Extracted information
= = = =

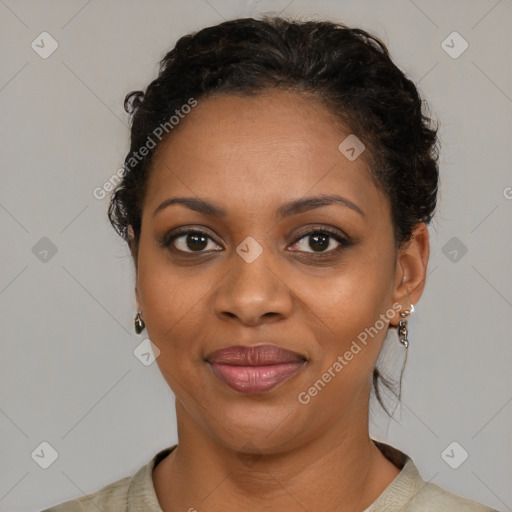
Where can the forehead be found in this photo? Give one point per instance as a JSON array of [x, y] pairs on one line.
[[258, 150]]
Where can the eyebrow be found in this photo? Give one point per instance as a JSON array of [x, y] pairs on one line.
[[292, 208]]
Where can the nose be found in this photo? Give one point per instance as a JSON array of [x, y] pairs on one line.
[[253, 292]]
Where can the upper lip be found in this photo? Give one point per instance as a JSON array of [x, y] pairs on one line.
[[259, 355]]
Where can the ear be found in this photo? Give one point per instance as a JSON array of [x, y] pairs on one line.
[[411, 270]]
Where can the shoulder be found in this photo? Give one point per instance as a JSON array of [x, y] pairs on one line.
[[431, 497], [111, 497], [409, 492]]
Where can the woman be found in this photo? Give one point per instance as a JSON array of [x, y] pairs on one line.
[[275, 200]]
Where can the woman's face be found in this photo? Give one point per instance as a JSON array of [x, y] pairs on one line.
[[256, 277]]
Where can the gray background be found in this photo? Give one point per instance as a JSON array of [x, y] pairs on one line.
[[68, 371]]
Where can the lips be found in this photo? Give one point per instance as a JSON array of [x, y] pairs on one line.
[[254, 369]]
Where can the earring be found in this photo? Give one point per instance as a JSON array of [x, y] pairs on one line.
[[139, 323], [402, 327]]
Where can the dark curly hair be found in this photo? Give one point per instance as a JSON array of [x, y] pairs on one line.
[[347, 69]]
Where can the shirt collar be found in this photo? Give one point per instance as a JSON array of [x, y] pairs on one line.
[[142, 495]]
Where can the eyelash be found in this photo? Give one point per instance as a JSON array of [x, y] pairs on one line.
[[343, 241]]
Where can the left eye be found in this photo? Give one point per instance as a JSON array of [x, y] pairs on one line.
[[320, 240]]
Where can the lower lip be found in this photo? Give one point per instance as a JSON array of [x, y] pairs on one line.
[[255, 379]]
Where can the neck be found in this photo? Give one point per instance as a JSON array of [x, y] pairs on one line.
[[340, 469]]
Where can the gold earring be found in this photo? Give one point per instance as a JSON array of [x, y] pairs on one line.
[[139, 323]]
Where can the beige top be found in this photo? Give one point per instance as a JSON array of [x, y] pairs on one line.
[[408, 492]]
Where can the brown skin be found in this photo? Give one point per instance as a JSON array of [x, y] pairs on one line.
[[250, 156]]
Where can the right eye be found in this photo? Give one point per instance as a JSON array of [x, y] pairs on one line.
[[189, 241]]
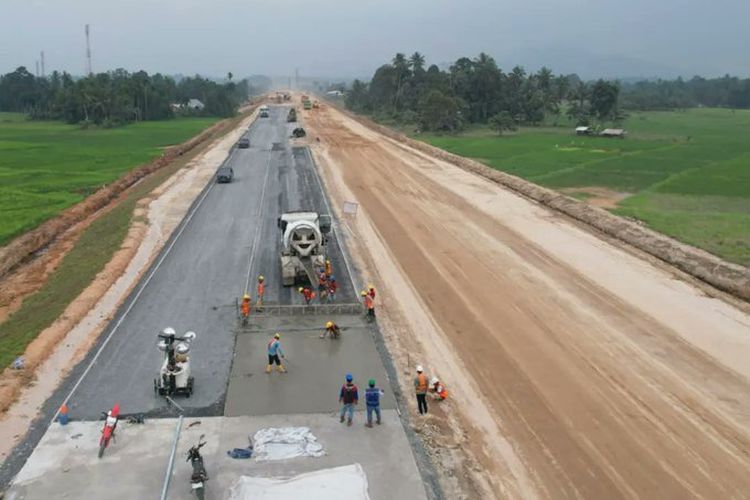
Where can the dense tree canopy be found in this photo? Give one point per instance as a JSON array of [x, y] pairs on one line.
[[115, 97], [473, 91], [477, 91]]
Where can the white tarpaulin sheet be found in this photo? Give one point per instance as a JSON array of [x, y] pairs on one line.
[[285, 442], [340, 483]]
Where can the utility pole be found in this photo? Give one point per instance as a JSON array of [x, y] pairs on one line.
[[88, 52]]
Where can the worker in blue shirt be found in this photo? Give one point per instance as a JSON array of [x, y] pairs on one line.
[[274, 351], [372, 400]]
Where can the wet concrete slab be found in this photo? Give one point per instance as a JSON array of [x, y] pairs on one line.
[[315, 367], [65, 465]]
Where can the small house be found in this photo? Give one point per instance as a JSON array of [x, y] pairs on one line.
[[195, 104], [617, 133]]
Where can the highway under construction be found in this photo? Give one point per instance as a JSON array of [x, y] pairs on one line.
[[577, 365]]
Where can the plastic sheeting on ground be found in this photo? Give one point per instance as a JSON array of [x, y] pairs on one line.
[[285, 442], [348, 482]]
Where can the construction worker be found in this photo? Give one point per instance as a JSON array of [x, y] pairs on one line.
[[274, 351], [261, 290], [329, 268], [348, 397], [372, 400], [245, 309], [438, 390], [322, 285], [333, 287], [420, 387], [307, 294], [369, 305], [332, 330]]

= = = =

What this task involves
Rewrite the lines of the material starting with the line containing "Where can the neck" and going on through the line containing "[[408, 492]]", swapping "beige top" for "cream blouse" and leaving everything else as it is.

Finished exercise
Where can the neck be found in this photo? Give one point per instance as a JSON array of [x, y] pairs on one line.
[[340, 469]]
Where can the gold earring be found in this photo? Give one point per instance as a JSON array of [x, y] pairs on one line.
[[139, 323]]
Where can the cream blouse be found in this photo? Give one point per instance as a JSON array of [x, y] pairs on one line.
[[408, 492]]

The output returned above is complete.